* **Data shown**:
══════════

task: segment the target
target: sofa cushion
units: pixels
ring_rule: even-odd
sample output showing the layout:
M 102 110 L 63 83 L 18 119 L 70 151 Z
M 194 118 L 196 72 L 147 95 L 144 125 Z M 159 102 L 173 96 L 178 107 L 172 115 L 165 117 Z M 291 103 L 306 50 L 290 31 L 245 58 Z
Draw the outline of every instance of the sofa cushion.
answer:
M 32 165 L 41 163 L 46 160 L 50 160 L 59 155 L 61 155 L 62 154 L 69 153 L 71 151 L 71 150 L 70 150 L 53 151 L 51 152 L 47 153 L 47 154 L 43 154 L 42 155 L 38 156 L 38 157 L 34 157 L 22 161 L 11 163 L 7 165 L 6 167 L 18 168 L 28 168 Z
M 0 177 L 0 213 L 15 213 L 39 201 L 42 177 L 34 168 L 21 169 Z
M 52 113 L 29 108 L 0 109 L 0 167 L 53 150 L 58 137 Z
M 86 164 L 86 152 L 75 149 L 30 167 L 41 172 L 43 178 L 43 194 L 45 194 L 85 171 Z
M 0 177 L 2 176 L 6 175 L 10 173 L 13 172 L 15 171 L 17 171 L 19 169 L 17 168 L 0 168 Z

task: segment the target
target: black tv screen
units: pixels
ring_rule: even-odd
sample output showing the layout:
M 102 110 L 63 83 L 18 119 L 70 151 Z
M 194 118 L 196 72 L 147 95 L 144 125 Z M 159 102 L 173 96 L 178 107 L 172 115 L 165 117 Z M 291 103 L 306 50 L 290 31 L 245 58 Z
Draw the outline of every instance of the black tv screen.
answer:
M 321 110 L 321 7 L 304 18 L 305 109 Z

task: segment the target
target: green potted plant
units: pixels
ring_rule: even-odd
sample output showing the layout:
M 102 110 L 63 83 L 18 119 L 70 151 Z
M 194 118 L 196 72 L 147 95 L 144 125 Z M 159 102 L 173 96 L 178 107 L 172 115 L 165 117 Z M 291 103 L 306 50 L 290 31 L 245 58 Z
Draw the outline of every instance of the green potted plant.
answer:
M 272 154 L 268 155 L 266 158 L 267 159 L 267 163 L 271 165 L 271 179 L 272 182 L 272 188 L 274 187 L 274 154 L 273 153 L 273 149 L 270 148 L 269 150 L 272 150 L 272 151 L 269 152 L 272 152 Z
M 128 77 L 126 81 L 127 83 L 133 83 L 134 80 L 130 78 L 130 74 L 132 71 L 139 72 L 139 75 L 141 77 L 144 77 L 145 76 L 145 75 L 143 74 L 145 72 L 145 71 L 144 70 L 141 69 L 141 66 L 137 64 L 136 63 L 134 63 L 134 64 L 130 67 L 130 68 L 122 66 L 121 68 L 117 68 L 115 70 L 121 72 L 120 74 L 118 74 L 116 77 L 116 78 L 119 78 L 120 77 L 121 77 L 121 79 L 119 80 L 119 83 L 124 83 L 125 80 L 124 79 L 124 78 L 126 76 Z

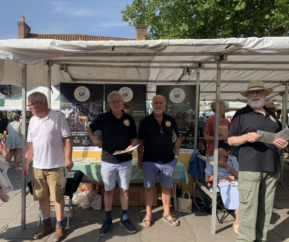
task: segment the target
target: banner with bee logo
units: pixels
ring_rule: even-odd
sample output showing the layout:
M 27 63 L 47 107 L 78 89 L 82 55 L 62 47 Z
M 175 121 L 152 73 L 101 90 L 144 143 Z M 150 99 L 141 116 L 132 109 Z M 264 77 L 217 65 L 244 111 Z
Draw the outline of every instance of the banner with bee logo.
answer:
M 194 134 L 195 85 L 157 85 L 156 93 L 166 97 L 164 112 L 175 119 L 181 144 L 180 153 L 193 151 Z
M 104 85 L 105 112 L 110 109 L 108 104 L 108 95 L 117 91 L 123 96 L 122 109 L 134 119 L 138 128 L 140 122 L 145 117 L 147 108 L 147 85 L 145 84 L 105 84 Z
M 87 130 L 103 112 L 103 84 L 60 83 L 60 110 L 70 128 L 73 151 L 101 150 L 89 138 Z M 100 132 L 95 134 L 102 139 Z M 86 153 L 79 157 L 87 157 Z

══════════

* **Aim**:
Transcribe every line from the records above without alteration, and leave out the images.

* **Answer to the exercise**:
task: segment the target
target: sofa cushion
units: pixels
ring_rule: even-odd
sample output showing the layout:
M 102 110 L 63 83 L 18 119 L 70 151 Z
M 194 118 L 196 72 L 147 95 L 144 125 Z M 159 102 L 173 96 L 178 107 L 172 115 L 165 117 Z M 291 103 L 306 50 L 290 31 L 245 58 Z
Draw the outline of every instance of the sofa cushion.
answer:
M 32 165 L 41 163 L 46 160 L 50 160 L 59 155 L 61 155 L 62 154 L 69 153 L 71 151 L 71 150 L 70 150 L 53 151 L 51 152 L 47 153 L 47 154 L 43 154 L 42 155 L 38 156 L 38 157 L 34 157 L 22 161 L 11 163 L 7 165 L 6 167 L 18 168 L 28 168 Z
M 0 177 L 0 213 L 15 213 L 39 201 L 42 177 L 34 168 L 21 169 Z
M 52 113 L 29 108 L 0 109 L 0 167 L 53 150 L 58 137 Z
M 86 164 L 86 152 L 75 149 L 30 167 L 41 172 L 43 178 L 43 194 L 45 194 L 85 171 Z
M 0 177 L 2 176 L 6 175 L 10 173 L 13 172 L 15 171 L 17 171 L 19 169 L 17 168 L 0 168 Z

task: segment the target
target: black tv screen
units: pixels
ring_rule: even-odd
sample output showing the layout:
M 102 110 L 63 83 L 18 119 L 70 151 Z
M 194 118 L 196 72 L 147 95 L 144 125 Z M 159 102 L 173 96 L 178 107 L 172 115 L 165 117 Z M 291 103 L 306 50 L 290 31 L 245 58 Z
Draw the outline of every instance of the black tv screen.
answer:
M 321 110 L 321 7 L 304 18 L 305 109 Z

task: segment the target
target: green potted plant
units: pixels
ring_rule: even-odd
sample output showing the layout:
M 102 110 L 63 83 L 18 119 L 70 151 Z
M 194 118 L 196 72 L 147 95 L 144 125 Z M 159 102 L 173 96 L 178 107 L 172 115 L 165 117 Z M 291 103 L 306 50 L 290 31 L 245 58 Z
Draw the outline of every instance of the green potted plant.
answer:
M 272 154 L 268 155 L 266 158 L 267 159 L 267 163 L 271 165 L 271 179 L 272 182 L 272 188 L 274 187 L 274 154 L 273 153 L 273 149 L 270 148 L 269 150 L 272 150 L 272 151 L 269 152 L 272 152 Z
M 128 77 L 126 81 L 127 83 L 133 83 L 134 80 L 130 78 L 130 74 L 132 71 L 139 72 L 139 75 L 141 77 L 144 77 L 145 76 L 145 75 L 143 74 L 145 72 L 145 71 L 144 70 L 141 69 L 141 66 L 137 64 L 136 63 L 134 63 L 134 64 L 130 67 L 130 68 L 122 66 L 121 68 L 117 68 L 115 70 L 121 72 L 120 74 L 118 74 L 116 77 L 116 78 L 119 78 L 120 77 L 121 77 L 121 79 L 119 80 L 119 83 L 124 83 L 125 80 L 124 79 L 124 78 L 126 76 Z

task: segment the target
target: banner with bee logo
units: pixels
ring_rule: even-odd
sample output showing the layout:
M 27 63 L 47 107 L 78 89 L 82 55 L 62 47 Z
M 175 121 L 152 73 L 101 90 L 144 143 Z M 150 99 L 141 116 L 132 109 Z M 264 77 L 217 65 L 244 111 Z
Draw the outline of every instance of the banner with bee logo.
answer:
M 194 134 L 195 85 L 157 85 L 156 93 L 166 97 L 164 112 L 175 119 L 181 144 L 180 153 L 193 151 Z
M 104 85 L 105 112 L 110 109 L 108 104 L 108 95 L 117 91 L 123 96 L 122 109 L 134 119 L 138 128 L 140 122 L 145 117 L 147 108 L 147 85 L 145 84 L 105 84 Z
M 87 130 L 103 112 L 103 84 L 60 83 L 60 110 L 70 128 L 73 151 L 101 150 L 89 138 Z M 100 132 L 95 134 L 102 139 Z M 86 153 L 79 157 L 87 157 Z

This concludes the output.